#### What you will do:
Determine the number of lines in the data below that hold "pump"; give nothing but that number.

#### Materials provided:
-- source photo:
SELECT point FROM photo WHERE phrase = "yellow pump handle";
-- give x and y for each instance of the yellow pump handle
---
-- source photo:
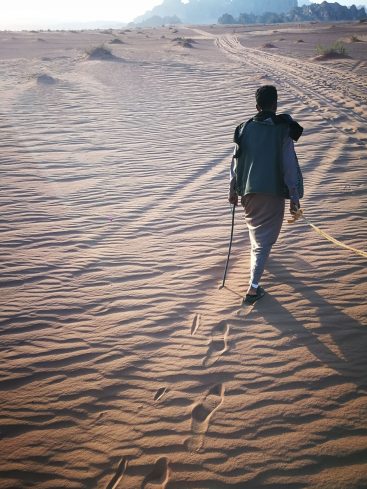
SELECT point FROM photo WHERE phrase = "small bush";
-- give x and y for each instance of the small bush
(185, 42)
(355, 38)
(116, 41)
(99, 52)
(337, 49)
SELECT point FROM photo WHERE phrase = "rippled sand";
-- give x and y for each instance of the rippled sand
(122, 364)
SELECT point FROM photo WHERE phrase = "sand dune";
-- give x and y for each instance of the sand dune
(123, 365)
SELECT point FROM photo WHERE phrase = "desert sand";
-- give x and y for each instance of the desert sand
--
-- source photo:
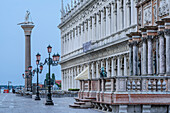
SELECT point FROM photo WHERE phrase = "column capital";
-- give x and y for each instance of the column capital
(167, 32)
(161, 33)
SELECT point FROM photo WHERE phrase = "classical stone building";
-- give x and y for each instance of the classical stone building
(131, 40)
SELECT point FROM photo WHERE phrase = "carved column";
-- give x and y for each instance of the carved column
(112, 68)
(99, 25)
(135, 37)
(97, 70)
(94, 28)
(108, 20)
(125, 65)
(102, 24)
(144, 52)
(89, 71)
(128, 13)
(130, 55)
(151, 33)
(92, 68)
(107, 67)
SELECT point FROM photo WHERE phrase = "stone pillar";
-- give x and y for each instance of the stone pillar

#### Solved problem:
2